►

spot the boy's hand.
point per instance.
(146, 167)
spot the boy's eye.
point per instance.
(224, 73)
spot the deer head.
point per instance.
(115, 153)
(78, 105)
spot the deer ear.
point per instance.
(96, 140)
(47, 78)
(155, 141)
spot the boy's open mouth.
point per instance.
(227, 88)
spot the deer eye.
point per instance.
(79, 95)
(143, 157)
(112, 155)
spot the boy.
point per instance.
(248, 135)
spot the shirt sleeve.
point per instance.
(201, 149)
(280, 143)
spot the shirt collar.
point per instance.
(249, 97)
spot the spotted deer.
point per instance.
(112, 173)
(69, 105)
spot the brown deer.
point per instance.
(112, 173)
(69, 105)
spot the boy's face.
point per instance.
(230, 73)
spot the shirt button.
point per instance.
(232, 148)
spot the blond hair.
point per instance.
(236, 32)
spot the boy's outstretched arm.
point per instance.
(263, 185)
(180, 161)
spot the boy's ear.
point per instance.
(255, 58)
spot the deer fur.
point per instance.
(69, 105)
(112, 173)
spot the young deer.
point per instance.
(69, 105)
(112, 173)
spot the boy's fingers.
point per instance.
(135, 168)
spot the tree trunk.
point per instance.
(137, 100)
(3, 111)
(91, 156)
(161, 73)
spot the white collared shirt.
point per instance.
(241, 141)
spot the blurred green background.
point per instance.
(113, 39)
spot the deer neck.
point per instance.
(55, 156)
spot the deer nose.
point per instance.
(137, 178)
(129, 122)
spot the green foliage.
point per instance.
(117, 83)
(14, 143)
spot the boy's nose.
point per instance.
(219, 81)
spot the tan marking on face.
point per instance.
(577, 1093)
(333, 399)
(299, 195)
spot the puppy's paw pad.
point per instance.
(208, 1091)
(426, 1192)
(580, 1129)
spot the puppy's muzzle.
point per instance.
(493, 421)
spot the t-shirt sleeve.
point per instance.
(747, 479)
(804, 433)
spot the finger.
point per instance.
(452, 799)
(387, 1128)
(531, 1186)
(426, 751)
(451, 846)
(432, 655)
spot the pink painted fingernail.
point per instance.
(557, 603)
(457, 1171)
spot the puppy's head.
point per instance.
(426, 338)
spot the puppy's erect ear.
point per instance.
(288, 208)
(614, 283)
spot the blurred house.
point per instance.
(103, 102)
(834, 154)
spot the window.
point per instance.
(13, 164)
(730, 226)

◄

Your objective: Reproduce the data word for word, starting at the line with "spot the deer neck." and continuing through the last line of the data, both included.

Exercise output:
spot the deer neck.
point per instance.
(55, 156)
spot the deer nose.
point per instance.
(137, 178)
(129, 122)
spot the green foliage.
point per instance.
(117, 83)
(14, 143)
spot the boy's nose.
point per instance.
(219, 81)
spot the tan marking on face.
point per instance.
(577, 1093)
(333, 399)
(299, 195)
spot the puppy's paw pad.
point per instance.
(208, 1091)
(426, 1192)
(580, 1129)
spot the puppy's muzzle.
point per instance.
(493, 421)
spot the t-shirt sleeve.
point per instance.
(747, 479)
(804, 433)
spot the finger.
point per instance.
(452, 799)
(387, 1128)
(531, 1186)
(426, 751)
(451, 846)
(432, 655)
spot the pink painted fingernail.
point per instance.
(557, 603)
(457, 1171)
spot the puppy's head.
point per instance.
(426, 338)
spot the puppy's erect ear.
point per instance.
(288, 208)
(614, 283)
spot the blurred house.
point per instance.
(103, 102)
(834, 154)
spot the window.
point per instance.
(13, 164)
(730, 226)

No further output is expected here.